[PROBLEM DETAILS] Set down exactly the lines below, starting at the one that contains "# test: point at every instance of the hill, one" and ending at the one that contains "# test: point at every instance of the person's raised", with both of those lines included and nothing else.

[Collection entries]
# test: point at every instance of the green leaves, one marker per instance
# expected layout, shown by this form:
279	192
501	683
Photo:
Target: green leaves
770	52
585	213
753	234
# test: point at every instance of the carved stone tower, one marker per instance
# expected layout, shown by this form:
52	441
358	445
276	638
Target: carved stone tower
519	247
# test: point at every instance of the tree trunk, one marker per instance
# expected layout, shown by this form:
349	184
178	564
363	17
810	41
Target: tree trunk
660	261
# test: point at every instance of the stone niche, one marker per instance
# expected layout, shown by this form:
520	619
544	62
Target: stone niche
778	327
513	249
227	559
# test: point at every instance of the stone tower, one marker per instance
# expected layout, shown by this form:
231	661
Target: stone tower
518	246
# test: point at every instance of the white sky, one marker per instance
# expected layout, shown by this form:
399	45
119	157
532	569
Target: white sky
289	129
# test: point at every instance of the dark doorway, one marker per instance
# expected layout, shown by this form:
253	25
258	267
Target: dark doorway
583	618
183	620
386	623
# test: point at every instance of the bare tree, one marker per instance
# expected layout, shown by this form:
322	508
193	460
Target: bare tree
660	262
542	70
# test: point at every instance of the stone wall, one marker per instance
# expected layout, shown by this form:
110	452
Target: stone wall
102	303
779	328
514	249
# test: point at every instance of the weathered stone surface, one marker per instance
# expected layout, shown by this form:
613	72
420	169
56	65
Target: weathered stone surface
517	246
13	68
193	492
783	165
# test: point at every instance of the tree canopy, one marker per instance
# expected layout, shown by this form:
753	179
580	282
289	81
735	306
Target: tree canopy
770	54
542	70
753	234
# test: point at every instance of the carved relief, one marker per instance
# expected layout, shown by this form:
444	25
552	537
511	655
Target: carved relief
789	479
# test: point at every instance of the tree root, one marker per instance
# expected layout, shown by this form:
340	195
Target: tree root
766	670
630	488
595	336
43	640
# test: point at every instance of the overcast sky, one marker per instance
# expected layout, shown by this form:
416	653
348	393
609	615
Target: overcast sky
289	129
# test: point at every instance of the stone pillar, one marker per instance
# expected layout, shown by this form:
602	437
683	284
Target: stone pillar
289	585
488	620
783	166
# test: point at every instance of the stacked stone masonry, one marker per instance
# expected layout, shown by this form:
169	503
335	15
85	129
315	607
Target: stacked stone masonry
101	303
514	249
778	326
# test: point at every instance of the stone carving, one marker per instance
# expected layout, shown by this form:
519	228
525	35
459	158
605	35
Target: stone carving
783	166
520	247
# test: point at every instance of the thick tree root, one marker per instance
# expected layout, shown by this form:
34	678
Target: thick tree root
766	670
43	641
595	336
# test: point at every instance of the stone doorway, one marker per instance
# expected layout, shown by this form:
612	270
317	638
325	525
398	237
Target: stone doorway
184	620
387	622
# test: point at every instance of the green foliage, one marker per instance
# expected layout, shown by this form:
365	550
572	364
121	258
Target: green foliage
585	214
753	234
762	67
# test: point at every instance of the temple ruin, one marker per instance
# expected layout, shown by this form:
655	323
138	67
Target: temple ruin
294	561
---
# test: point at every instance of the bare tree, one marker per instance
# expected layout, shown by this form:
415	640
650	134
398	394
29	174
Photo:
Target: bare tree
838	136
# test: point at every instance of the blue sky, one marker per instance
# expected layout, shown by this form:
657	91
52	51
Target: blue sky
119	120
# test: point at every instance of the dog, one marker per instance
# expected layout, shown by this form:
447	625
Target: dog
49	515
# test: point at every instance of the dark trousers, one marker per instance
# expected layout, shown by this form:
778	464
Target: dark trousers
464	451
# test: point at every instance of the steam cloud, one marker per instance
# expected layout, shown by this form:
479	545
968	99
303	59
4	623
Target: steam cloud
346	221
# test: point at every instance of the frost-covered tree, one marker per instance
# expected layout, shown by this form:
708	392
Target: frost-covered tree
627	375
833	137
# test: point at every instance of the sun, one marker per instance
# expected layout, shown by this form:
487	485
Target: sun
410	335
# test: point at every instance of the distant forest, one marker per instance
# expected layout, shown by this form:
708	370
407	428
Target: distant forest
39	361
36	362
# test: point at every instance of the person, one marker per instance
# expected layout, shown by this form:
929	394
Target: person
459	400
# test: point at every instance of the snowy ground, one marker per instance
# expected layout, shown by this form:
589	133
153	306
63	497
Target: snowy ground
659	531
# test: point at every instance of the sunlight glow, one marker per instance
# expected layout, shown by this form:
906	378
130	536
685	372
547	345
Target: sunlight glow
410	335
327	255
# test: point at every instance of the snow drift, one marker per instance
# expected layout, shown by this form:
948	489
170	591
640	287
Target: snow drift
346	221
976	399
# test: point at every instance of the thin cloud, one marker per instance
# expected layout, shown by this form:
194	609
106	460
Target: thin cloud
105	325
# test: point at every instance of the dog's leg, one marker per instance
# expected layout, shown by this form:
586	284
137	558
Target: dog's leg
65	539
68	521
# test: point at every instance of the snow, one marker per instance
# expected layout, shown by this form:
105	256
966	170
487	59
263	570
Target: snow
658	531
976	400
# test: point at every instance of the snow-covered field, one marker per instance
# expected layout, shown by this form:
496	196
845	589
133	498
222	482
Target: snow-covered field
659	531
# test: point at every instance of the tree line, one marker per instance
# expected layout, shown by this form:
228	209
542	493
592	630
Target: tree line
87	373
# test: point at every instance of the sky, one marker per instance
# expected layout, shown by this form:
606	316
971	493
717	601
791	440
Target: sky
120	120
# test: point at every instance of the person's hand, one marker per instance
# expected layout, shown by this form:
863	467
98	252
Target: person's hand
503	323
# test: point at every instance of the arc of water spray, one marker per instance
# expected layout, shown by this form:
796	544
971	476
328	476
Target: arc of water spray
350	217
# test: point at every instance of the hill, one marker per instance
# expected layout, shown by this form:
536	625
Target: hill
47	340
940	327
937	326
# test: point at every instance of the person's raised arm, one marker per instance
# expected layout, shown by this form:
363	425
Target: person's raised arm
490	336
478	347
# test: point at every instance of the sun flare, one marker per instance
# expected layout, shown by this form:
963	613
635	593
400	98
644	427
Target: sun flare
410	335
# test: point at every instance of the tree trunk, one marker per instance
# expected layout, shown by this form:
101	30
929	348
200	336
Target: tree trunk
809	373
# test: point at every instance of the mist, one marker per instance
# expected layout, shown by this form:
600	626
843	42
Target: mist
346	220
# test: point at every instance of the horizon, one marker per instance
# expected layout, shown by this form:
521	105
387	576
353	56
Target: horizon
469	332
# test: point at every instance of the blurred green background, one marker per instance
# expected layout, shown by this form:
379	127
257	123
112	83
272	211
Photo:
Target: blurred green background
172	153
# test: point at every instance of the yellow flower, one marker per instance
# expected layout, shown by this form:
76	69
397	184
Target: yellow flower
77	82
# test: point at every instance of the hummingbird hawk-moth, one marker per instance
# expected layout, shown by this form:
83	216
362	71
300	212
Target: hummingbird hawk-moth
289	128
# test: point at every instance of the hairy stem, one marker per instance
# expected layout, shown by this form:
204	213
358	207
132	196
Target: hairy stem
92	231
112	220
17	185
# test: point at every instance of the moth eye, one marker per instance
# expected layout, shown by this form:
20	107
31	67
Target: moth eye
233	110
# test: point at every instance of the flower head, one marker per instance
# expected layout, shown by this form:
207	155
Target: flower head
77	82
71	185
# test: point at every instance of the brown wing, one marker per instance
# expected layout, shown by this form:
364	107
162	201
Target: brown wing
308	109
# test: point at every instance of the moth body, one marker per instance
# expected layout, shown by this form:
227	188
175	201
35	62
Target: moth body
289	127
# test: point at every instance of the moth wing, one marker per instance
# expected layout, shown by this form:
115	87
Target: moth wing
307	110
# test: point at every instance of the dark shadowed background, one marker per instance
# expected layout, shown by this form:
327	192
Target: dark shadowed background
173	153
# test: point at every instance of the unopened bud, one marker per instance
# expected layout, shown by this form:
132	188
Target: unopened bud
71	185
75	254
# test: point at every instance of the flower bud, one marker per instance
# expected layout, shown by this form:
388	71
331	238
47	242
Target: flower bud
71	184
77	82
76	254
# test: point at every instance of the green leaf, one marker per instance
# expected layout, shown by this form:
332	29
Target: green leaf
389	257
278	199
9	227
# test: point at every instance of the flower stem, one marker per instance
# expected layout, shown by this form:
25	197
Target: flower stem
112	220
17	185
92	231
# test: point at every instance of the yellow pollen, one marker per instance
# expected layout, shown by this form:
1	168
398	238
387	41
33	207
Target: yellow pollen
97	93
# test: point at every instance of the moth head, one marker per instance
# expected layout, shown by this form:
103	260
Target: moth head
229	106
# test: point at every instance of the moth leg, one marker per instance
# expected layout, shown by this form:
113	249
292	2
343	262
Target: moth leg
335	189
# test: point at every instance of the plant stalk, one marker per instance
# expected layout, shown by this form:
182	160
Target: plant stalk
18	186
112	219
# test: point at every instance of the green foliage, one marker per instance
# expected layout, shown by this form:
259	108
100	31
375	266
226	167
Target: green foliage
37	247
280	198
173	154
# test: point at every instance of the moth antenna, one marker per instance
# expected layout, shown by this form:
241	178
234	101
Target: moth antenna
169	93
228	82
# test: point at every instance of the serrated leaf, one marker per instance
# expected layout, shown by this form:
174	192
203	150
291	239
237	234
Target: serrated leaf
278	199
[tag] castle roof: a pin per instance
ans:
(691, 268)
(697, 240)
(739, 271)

[TASK SOLUTION]
# test: point at every instance of the hill, one marker per instance
# expected layout, shown by this form:
536	625
Target: hill
47	340
940	327
937	326
# test: point at every instance of the person's raised arm, one marker per instance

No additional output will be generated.